§ WHAT YOU ARE ASKED TO DO
Repeat the material from the line containing "If you would be so good as to mark the bokeh" (that line included) through the end of the records, requests and all, and shift every coordinate in the answers by -141. Leave the pictures out of your answer.

(Dataset records about object locations)
▶
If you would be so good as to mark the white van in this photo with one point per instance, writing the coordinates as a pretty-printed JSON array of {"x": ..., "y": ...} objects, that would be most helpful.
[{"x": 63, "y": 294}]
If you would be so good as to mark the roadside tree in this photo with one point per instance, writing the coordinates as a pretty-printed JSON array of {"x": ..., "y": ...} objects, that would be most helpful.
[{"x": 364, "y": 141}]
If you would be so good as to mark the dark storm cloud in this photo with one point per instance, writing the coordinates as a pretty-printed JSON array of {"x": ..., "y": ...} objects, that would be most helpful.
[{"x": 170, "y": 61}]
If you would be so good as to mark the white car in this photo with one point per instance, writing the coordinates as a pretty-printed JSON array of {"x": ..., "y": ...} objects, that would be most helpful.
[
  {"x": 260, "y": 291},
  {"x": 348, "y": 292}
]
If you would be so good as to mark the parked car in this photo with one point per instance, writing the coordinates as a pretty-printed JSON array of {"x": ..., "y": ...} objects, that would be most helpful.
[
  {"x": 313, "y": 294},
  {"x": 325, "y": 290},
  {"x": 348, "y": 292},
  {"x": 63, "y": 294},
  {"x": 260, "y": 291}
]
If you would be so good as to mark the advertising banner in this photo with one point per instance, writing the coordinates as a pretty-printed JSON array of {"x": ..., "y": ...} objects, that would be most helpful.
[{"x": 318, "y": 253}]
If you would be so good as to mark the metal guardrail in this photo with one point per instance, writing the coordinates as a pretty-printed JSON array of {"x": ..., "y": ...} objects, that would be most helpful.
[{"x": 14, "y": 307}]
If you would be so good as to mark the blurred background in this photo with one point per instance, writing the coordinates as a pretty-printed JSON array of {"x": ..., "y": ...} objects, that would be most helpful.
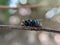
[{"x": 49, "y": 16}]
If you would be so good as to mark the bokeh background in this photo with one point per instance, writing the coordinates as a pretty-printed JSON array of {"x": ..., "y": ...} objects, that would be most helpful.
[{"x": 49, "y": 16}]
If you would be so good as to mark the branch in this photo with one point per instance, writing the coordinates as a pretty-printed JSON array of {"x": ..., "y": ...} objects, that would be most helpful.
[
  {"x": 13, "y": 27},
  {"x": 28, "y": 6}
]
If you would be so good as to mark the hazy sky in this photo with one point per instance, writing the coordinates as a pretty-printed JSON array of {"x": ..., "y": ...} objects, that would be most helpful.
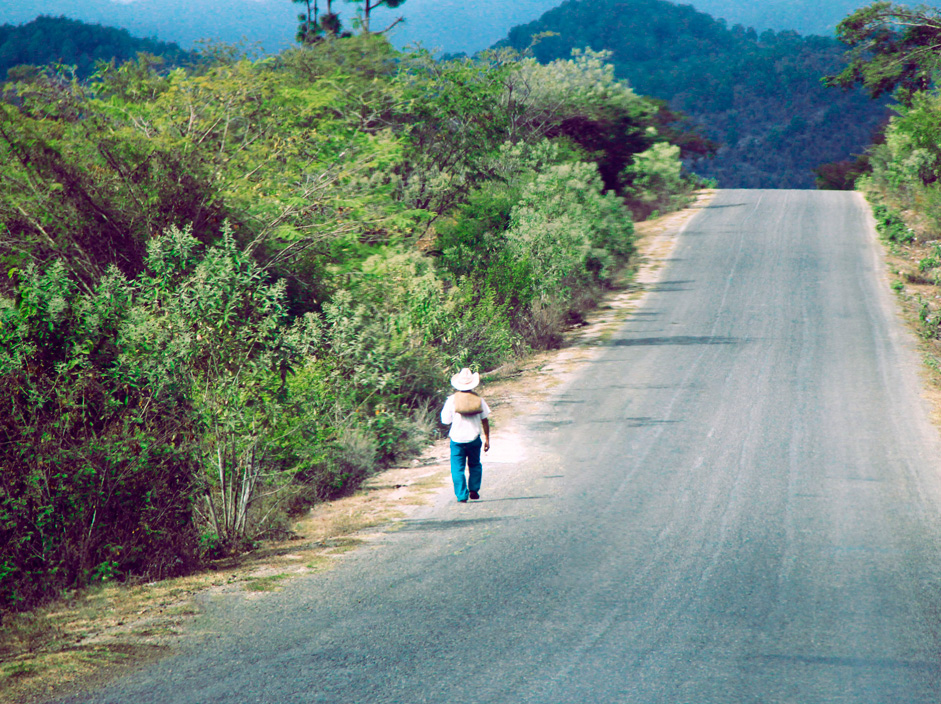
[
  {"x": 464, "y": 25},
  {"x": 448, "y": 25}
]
◀
§ FINISHED TASK
If you would be so good as to mark the bokeh background in this photo with one point per instance, writing the coordinates as a pretty-printed JSON array of {"x": ..., "y": ...} objects, that would be most helpful.
[{"x": -92, "y": -125}]
If you would be so good as to mark the branch in this photo with one point per instance, writing the coordinates as a pretty-printed JSON array of {"x": ..., "y": ...} objects, that would be most helpful.
[
  {"x": -128, "y": -114},
  {"x": -113, "y": -135}
]
If you would be so good as to mark the hazy sky in this photo with one point per instance, writing the coordinates as a pretty-printed JSON array of {"x": ..., "y": ...} objects, that would be most helpful.
[
  {"x": 323, "y": -116},
  {"x": 307, "y": -116}
]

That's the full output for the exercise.